• _SELECTED EXTRACT_

<<<<

That's not obvious at all.

It's just Occam's Razor -- the simplest explanation is probably correct, assuming all the options explain the phenomenon.

Which is more likely?
That you're seeing a character who has gone through the contortions necessary to build an armored archer despite the fact that his key attack ability (dexterity) can't fully apply to his defense when he's wearing that armor?
Or that he's a strength-based sword-and-board meleeist who happens to be shooting an arrow for the purpose of producing a dramatic pose?


----------



## Storm Raven (Jun 3, 2008)

Keenath said:
			
		

> That's not obvious at all.
> 
> It's just Occam's Razor -- the simplest explanation is probably correct, assuming all the options explain the phenomenon.
> 
> ...




Quadruple fail.

The character in question is on the cover of an edition of rules that didn't have any armor-based limitations on how much of his Dexterity bonus he can apply to his defense.

>>>>

• _LIST OF TASKS_
[1] Answer these about the forum exchange on the armored archer:
(a) What principle does the first poster invoke?
(b) Which ability does the first poster call the archer's key attack ability?
(c) According to Storm Raven, where does the character appear?
[2] List every hyphenated word in the forum exchange about the armored archer.
[3] Continue the forum exchange about the armored archer from its last line.
The material that follows the forum exchange comes from an unrelated source.

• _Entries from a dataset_

<<<<

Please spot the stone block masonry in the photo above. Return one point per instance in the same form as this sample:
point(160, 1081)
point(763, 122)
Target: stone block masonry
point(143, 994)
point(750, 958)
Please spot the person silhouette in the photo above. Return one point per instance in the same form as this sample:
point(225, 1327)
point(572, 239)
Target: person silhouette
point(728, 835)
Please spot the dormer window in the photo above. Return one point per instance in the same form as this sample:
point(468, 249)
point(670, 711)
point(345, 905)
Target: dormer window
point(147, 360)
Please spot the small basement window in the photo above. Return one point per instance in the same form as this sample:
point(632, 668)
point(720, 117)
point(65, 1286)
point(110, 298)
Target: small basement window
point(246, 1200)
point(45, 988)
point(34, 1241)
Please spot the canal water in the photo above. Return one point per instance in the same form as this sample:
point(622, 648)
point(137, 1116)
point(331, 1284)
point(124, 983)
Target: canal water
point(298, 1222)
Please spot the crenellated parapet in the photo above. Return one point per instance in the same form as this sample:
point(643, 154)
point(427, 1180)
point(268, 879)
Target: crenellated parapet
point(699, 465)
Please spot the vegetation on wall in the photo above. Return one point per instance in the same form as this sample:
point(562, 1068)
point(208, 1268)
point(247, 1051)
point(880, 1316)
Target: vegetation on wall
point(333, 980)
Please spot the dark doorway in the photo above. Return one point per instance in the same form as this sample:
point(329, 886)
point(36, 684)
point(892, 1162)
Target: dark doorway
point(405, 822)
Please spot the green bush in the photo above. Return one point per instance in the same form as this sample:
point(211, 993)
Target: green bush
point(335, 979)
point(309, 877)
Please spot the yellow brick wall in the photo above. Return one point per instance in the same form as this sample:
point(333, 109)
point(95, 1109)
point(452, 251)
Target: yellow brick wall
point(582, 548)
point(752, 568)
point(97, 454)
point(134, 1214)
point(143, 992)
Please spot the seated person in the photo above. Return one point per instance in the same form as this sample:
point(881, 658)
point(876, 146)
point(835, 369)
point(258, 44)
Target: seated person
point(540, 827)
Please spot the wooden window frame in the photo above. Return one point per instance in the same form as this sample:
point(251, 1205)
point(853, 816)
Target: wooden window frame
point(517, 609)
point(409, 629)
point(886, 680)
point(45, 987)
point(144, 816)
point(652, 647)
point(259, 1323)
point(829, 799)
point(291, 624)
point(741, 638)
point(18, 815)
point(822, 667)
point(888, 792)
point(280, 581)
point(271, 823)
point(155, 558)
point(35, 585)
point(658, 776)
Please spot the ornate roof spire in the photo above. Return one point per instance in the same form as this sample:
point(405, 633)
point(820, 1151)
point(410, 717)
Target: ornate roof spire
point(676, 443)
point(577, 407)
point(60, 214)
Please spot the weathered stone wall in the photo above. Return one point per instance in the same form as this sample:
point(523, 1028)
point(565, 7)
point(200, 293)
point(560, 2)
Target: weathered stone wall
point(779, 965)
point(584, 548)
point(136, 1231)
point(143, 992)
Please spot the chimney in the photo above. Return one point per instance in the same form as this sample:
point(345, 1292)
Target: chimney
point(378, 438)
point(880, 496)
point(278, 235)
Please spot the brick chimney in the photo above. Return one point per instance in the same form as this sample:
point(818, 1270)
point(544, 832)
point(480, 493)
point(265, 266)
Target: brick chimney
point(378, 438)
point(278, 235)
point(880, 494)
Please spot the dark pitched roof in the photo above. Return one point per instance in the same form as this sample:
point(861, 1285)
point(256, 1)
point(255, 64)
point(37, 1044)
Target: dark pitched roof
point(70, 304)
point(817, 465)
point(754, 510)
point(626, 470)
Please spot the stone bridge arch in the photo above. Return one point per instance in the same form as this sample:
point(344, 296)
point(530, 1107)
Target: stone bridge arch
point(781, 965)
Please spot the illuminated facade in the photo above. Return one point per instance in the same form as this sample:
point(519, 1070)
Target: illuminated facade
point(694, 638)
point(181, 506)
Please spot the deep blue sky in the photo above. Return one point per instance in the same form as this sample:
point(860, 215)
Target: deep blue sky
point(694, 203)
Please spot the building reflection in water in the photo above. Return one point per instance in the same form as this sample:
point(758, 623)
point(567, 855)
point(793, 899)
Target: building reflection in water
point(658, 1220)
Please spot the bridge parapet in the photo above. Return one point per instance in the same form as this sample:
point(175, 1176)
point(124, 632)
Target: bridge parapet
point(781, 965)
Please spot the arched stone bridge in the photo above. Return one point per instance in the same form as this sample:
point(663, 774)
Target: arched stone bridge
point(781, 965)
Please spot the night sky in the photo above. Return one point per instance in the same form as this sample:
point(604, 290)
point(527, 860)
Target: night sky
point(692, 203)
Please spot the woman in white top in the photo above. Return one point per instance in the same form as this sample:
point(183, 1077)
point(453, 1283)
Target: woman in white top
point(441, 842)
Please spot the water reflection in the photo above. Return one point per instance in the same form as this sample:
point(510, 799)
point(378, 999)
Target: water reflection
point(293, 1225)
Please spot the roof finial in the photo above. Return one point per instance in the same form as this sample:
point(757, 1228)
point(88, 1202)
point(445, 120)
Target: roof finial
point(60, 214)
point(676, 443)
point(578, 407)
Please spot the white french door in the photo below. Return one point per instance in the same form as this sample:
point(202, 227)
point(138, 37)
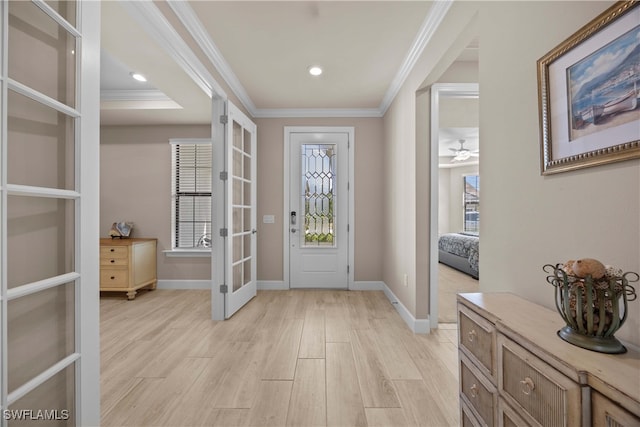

>>>>

• _RESULTS IN ORDER_
[1]
(a) Occam's Razor
(b) Dexterity
(c) On the cover of an edition of rules

[2]
strength-based
sword-and-board
armor-based

[3]
----------



## Wolfwood2 (Jun 3, 2008)

Plane Sailing said:
			
		

> I got to page 5 and there was a whole lot of missing the point about the 5th level daily automatically killing minions. Apologies if this has been mentioned from page 6 onwards...
> 
> The issue is that a 26th level character (who would quite legitimately be fighting 26th level minions) can still use a 5th level daily to automatically wipe out all adjacent minions for the duration of the encounter.
> 
> Is it too good in that context? Is it too good compared to other daily powers available?




No, powers are supposed to scale up to retain some usefulness at all levels.  If a 26th level character is using a daily he first got at 5th level to wipe out 26th level minions, that's legit.  Presumably dailies he first got at higher levels would do better, but the 5th level one shouldn't be useless.


----------



## Voadam (Jun 3, 2008)

almagest said:
			
		

> 4e does answer questions about daily powers.  It's on page 54 of the PHB.




For those of us who have not yet gotten the not as of yet released PH could you tell us what it does say about daily martial powers on page 54?

Martial dailies as an in game concept is OK with a ki power type of explanation IMO (fighters as anime jedi could work), but most of the non magical explanations have not been to my taste and I am interested in what the game has to say about them.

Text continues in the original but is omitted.